◆ Exercises
• A. Translate this sentence from the passage on wages and productivity into Spanish: "Everyone is confused when no one is willing to face the realities of our new present."
• B. Decide whether each statement agrees with the passage on wages and productivity. Answer yes or no for each, and quote the passage's deciding words.
(i) Wages have risen along with productivity over the last seven years.
(ii) The writer names the weakening of unions as one reason for the pattern.
(iii) The newer steel mill employs fourteen people, none of them on the shop floor.
• C. Resume the passage on wages and productivity, picking up after its final sentence.

And again meanwhile the people who are supposed to understand such things are scratching their heads at the puzzling data that while productivity has been rising steadily for the last seven years, along with job growth, wages have stagnated. The increased profitability of all these companies has not resulted in an increase share of the wealth with workers, as it would have (again) back in 1964, and they don’t understand what’s happening. What’s not to understand? Two things have changed since then that explain it quite well—one is that technology has become significantly more effective, which results in the need for fewer and fewer actual employees (I saw a resent example from, I believe, Kentucky about a steel mill that produces wire, which thirty years ago would have employed a thousand people, but which has been replaced by one which produces the same amount of product but employs fourteen, none of them on the shop floor) and we have seen a gutting of unions, which were always the most effective way to force management to pay an equitable share of profits. But people at the top, charged with analyzing and interpreting this kind of data, are “confused.”
Everyone is confused when no one is willing to face the realities of our new present.

◆ Data
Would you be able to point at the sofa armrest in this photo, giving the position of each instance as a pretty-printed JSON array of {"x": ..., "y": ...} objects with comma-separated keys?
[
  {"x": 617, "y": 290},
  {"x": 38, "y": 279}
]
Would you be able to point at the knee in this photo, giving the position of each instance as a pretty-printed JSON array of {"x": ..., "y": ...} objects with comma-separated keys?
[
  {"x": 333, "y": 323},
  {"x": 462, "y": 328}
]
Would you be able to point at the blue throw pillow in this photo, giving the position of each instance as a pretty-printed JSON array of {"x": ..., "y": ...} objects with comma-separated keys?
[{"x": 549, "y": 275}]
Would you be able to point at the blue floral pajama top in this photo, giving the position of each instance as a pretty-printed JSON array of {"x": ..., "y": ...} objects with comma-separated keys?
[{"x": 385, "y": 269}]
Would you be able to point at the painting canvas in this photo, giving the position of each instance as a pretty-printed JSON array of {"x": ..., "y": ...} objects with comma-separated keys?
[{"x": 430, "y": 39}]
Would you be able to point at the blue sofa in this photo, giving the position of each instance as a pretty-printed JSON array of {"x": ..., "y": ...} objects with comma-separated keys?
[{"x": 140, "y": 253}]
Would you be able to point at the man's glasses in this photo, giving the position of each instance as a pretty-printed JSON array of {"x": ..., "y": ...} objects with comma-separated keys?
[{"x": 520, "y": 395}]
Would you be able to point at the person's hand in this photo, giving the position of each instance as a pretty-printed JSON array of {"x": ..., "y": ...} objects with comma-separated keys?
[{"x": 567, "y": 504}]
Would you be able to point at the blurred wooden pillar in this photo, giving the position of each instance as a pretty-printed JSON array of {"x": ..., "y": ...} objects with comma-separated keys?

◆ Answers to each task
• A. Todos están confundidos cuando nadie está dispuesto a enfrentar las realidades de nuestro nuevo presente.

• B.
(i) No: "wages have stagnated."
(ii) Yes: "we have seen a gutting of unions, which were always the most effective way to force management to pay an equitable share of profits."
(iii) Yes: "employs fourteen, none of them on the shop floor."

• C.
The normally natural affinity for a comforting past has been distorted by the manipulations of identity politics and the toxic overuse of pointless nitpicking combined with an endemic ignorance of context to create a situation in which constructive change is becoming less and less possible, at least on a national level. If every suggestion for change is met with swords drawn and blood oaths taken to resist, all possibilities fail. (A sensible approach to healthcare would be a single payer system, but it requires people to back up, give it some breathing space, and a chance. Instead the immediate response among too many is “No! That will lead to—!” Fill in the blank. Death panels? Rationing? A complete destruction of a healthcare system which is, at the level of public service, is already dysfunctional? None of this is rational, but we have frightened ourselves enough that unless it is something we are completely familiar with we see it as threat. But in the case of health care, no one is familiar with its workings, only its results, and not even then do most people know why the results are as they are.)
In the meantime—once more—we have a widening disparity between rich and poor which has opened a chasm. Such chasms have happened before and they always precede revolutions. The question for us will be, how bloody this time?
All because those who might ordinarily be trusted to supply meaningful context and useful direction are either ignored or just as helplessly clinging to a nostalgic hope of “returning things to the way they used to be”—on both sides.
Which leaves the vast majority of people in an awkward kind of stasis. Waiting. Struggling. Clinging.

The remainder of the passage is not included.